**PROVIDED MATERIAL**
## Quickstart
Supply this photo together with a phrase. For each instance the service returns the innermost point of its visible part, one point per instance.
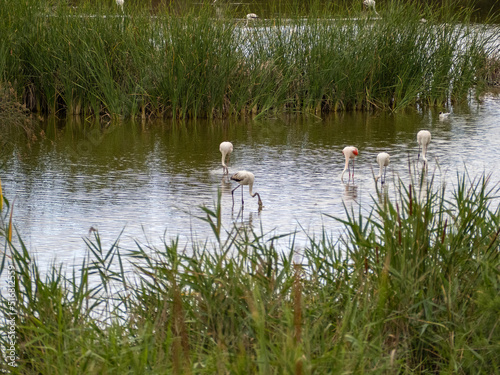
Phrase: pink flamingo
(350, 152)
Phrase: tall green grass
(94, 60)
(412, 287)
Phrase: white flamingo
(443, 116)
(245, 178)
(251, 17)
(350, 152)
(423, 139)
(383, 160)
(225, 148)
(370, 4)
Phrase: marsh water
(146, 182)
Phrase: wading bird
(423, 139)
(349, 152)
(225, 148)
(383, 160)
(251, 17)
(245, 178)
(443, 116)
(370, 4)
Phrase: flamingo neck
(346, 166)
(224, 160)
(424, 152)
(379, 173)
(250, 186)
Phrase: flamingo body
(245, 178)
(225, 148)
(423, 139)
(383, 160)
(350, 152)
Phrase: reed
(200, 62)
(411, 287)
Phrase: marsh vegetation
(100, 61)
(411, 287)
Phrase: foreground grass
(97, 61)
(413, 287)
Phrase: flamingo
(350, 152)
(443, 116)
(423, 139)
(245, 178)
(225, 148)
(383, 160)
(251, 17)
(370, 4)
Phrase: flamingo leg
(232, 192)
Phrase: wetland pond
(146, 182)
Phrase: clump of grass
(190, 63)
(412, 287)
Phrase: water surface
(149, 180)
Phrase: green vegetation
(94, 60)
(411, 288)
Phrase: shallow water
(150, 180)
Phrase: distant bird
(225, 148)
(370, 4)
(349, 152)
(443, 116)
(251, 17)
(245, 178)
(423, 139)
(383, 161)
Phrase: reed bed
(412, 287)
(98, 61)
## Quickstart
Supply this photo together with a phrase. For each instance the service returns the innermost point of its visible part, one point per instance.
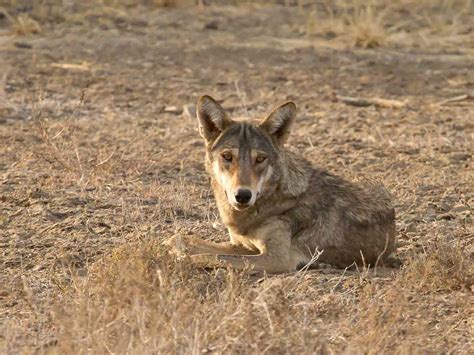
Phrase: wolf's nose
(243, 196)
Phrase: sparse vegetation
(98, 168)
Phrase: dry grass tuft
(24, 25)
(366, 28)
(401, 23)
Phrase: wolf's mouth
(240, 206)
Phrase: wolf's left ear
(211, 117)
(278, 123)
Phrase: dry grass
(399, 23)
(140, 300)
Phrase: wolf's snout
(243, 196)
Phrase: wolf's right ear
(211, 117)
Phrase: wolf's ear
(211, 117)
(278, 123)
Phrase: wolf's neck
(294, 174)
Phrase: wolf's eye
(227, 156)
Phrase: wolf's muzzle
(243, 196)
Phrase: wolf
(281, 212)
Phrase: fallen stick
(453, 99)
(364, 102)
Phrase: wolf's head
(242, 155)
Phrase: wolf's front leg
(262, 262)
(276, 255)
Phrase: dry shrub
(141, 300)
(402, 23)
(25, 25)
(445, 266)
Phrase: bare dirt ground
(98, 166)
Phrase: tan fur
(297, 210)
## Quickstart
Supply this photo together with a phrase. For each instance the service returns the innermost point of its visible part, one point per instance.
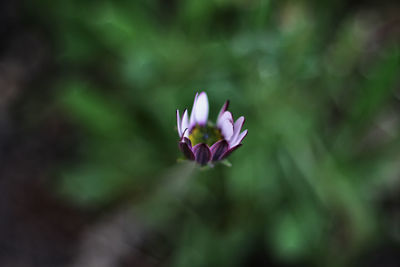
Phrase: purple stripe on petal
(202, 108)
(225, 116)
(241, 136)
(223, 109)
(188, 142)
(202, 153)
(218, 149)
(237, 127)
(185, 120)
(178, 122)
(183, 135)
(187, 152)
(192, 120)
(226, 128)
(227, 153)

**GIVEN TASK**
Copy out all the records exactly, excluding pictures.

**RESPONSE FOR THIS EXERCISE**
## Quickstart
Supply this photo together with a phrase. For each instance the service returns the innermost point of its visible part, one point per instance.
Phrase: pink flamingo
(350, 152)
Phrase: tall green grass
(94, 60)
(412, 287)
Phrase: white flamingo
(443, 116)
(245, 178)
(251, 17)
(350, 152)
(423, 139)
(383, 160)
(225, 148)
(370, 4)
Phrase: marsh water
(146, 182)
Phrase: wading bird
(423, 139)
(349, 152)
(225, 148)
(383, 160)
(251, 17)
(245, 178)
(443, 116)
(370, 4)
Phrase: flamingo neck
(346, 166)
(224, 160)
(424, 152)
(379, 173)
(250, 186)
Phrase: flamingo body
(245, 178)
(225, 148)
(423, 139)
(383, 160)
(350, 152)
Phrase: reed
(200, 62)
(411, 287)
Phrase: marsh vegetation
(100, 61)
(411, 287)
Phrase: foreground grass
(97, 61)
(413, 287)
Phrase: flamingo
(350, 152)
(443, 116)
(423, 139)
(245, 178)
(225, 148)
(383, 160)
(251, 17)
(370, 4)
Phrase: flamingo leg
(232, 192)
Phrase: wetland pond
(146, 182)
Phrase: clump of grass
(190, 63)
(412, 287)
Phrase: water surface
(149, 180)
Phrase: green vegetation
(94, 60)
(411, 288)
Phrase: shallow water
(150, 180)
Phrase: distant bird
(225, 148)
(370, 4)
(349, 152)
(443, 116)
(251, 17)
(245, 178)
(423, 139)
(383, 161)
Phrase: reed bed
(412, 287)
(98, 61)
## Quickstart
Supply this photo together with a phrase. For each instance the service returns the innermost point of its visible part, one point per instance.
Phrase: wolf's nose
(243, 196)
Phrase: sparse vegetation
(98, 168)
Phrase: dry grass tuft
(24, 25)
(366, 28)
(401, 23)
Phrase: wolf's mouth
(240, 206)
Phrase: wolf's left ear
(211, 117)
(278, 123)
Phrase: dry grass
(399, 23)
(140, 300)
Phrase: wolf's snout
(243, 196)
Phrase: wolf's right ear
(211, 117)
Phrase: wolf's ear
(211, 117)
(278, 123)
Phrase: wolf's neck
(294, 174)
Phrase: wolf's eye
(227, 156)
Phrase: wolf's muzzle
(243, 196)
Phrase: wolf
(281, 212)
Phrase: fallen stick
(453, 99)
(364, 102)
Phrase: wolf's head
(242, 155)
Phrase: wolf's front leg
(262, 262)
(276, 255)
Phrase: dry shrub
(141, 300)
(402, 23)
(25, 25)
(445, 266)
Phrase: bare dirt ground
(98, 166)
Phrase: tan fur
(297, 210)
## Quickstart
Supply this photo together with a phrase. For each instance the service returns the innermost point of its visible part, one point per instance.
Phrase: purple stripe on petal
(202, 108)
(225, 116)
(241, 136)
(223, 109)
(188, 142)
(202, 153)
(218, 149)
(237, 127)
(185, 120)
(178, 122)
(183, 135)
(187, 152)
(192, 120)
(226, 128)
(227, 153)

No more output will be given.